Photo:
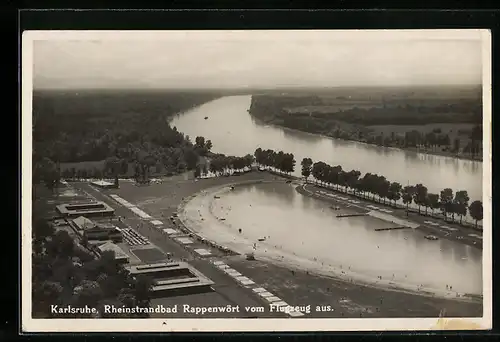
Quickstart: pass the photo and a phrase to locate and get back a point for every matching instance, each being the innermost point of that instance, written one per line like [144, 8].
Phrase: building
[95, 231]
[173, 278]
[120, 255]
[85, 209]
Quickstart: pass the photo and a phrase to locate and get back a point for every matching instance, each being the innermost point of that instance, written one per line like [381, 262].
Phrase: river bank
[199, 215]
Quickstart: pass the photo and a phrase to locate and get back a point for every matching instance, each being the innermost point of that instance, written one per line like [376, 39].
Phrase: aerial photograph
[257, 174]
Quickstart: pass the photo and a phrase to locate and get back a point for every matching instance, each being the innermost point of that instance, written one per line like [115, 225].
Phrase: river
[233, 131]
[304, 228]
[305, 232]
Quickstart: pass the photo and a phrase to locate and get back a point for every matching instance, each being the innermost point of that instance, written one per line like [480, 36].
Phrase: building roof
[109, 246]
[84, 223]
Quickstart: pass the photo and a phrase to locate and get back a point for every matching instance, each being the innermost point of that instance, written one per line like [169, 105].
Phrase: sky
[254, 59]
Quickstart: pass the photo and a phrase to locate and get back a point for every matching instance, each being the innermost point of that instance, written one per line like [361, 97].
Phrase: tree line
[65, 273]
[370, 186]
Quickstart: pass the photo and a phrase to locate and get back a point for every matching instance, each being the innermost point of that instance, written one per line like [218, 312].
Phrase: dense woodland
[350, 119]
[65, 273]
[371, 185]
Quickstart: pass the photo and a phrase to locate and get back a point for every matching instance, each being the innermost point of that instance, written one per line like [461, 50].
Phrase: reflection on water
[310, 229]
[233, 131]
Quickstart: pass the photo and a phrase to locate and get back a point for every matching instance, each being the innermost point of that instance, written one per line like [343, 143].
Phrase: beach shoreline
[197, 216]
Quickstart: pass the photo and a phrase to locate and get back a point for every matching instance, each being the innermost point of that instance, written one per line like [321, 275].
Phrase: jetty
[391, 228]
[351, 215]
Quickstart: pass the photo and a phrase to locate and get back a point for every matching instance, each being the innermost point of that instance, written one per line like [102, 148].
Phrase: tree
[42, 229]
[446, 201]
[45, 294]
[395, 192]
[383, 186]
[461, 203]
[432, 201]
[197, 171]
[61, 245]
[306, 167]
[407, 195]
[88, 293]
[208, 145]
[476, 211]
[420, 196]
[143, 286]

---

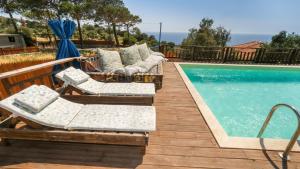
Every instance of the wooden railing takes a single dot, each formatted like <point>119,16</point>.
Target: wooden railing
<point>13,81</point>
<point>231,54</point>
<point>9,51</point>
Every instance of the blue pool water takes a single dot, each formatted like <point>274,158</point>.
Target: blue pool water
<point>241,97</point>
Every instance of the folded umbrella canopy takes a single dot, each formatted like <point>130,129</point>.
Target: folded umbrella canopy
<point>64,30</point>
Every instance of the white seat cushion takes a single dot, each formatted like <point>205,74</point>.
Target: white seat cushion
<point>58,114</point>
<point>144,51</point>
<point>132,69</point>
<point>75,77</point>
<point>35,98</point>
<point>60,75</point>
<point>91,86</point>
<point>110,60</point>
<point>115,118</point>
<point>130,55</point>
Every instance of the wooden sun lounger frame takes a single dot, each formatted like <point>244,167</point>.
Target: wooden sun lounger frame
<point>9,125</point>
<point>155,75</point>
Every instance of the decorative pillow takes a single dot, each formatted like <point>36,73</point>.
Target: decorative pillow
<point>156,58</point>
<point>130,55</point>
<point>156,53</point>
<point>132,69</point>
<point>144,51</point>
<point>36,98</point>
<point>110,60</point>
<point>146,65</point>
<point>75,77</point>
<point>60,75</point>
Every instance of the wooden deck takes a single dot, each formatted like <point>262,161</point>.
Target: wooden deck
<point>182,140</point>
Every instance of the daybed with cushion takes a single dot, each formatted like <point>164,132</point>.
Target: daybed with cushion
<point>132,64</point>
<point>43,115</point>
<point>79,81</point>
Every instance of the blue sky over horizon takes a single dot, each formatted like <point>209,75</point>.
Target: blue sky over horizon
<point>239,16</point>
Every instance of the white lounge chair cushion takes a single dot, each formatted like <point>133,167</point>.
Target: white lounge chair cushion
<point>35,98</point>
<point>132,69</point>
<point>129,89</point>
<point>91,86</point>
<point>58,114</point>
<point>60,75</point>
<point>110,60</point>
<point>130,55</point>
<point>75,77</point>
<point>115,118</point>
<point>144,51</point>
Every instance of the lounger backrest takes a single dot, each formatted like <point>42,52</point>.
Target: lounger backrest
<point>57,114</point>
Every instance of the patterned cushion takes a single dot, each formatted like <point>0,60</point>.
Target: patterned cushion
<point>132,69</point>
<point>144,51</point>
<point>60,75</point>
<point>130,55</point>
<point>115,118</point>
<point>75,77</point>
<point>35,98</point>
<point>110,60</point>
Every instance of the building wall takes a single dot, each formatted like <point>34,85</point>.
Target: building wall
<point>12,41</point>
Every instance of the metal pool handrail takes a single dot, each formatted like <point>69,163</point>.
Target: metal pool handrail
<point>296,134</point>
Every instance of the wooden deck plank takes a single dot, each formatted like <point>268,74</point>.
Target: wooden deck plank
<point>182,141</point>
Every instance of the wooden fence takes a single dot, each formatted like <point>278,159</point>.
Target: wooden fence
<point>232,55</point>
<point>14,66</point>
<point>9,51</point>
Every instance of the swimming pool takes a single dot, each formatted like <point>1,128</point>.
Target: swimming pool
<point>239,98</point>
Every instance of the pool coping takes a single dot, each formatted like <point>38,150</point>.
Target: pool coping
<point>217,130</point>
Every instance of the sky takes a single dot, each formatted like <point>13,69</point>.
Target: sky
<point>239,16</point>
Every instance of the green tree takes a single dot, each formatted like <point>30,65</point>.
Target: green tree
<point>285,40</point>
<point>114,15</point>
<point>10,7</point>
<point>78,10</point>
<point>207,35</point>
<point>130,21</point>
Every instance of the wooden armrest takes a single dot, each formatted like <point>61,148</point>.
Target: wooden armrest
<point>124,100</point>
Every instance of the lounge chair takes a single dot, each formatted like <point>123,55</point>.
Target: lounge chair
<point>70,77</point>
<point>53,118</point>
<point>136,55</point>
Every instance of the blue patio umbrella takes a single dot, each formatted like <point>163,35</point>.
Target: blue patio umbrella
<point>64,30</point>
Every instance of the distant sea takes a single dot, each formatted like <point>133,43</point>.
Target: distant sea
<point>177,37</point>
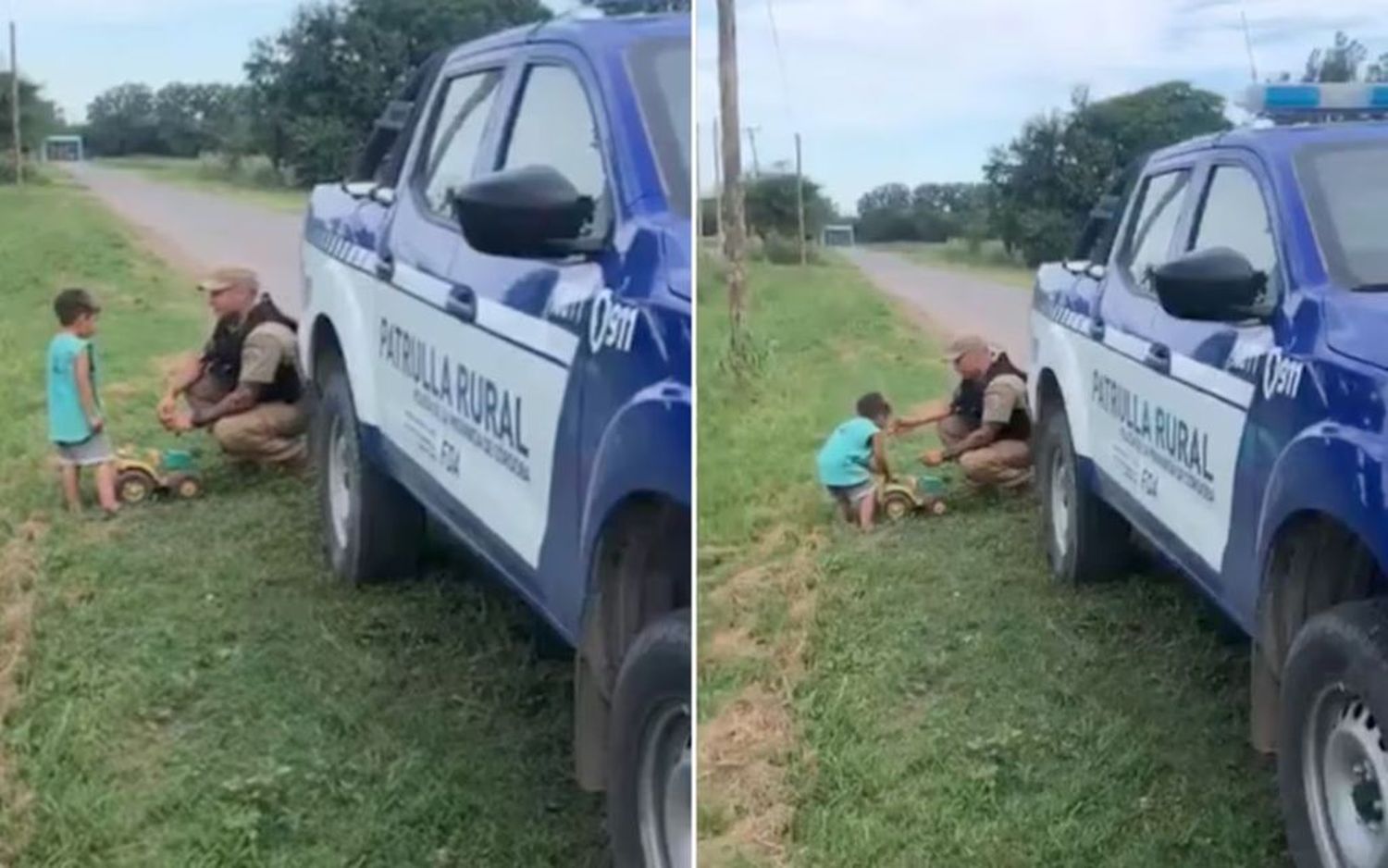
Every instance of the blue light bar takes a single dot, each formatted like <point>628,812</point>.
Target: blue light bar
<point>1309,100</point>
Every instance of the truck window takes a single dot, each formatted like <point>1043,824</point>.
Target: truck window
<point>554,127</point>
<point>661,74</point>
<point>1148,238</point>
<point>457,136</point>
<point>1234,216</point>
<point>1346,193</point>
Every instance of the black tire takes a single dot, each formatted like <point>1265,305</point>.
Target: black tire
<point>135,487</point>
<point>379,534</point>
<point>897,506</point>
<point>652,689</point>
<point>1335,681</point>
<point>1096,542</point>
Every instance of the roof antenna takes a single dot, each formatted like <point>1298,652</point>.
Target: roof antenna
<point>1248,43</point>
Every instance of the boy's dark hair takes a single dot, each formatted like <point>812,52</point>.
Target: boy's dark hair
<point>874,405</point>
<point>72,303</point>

Problem details: Pull out every line of the material above that contains the word "folded" and copy each one in full.

Completed task:
Every instance of the folded umbrella canopy takes a single dot, each formatted like <point>130,129</point>.
Target: folded umbrella canopy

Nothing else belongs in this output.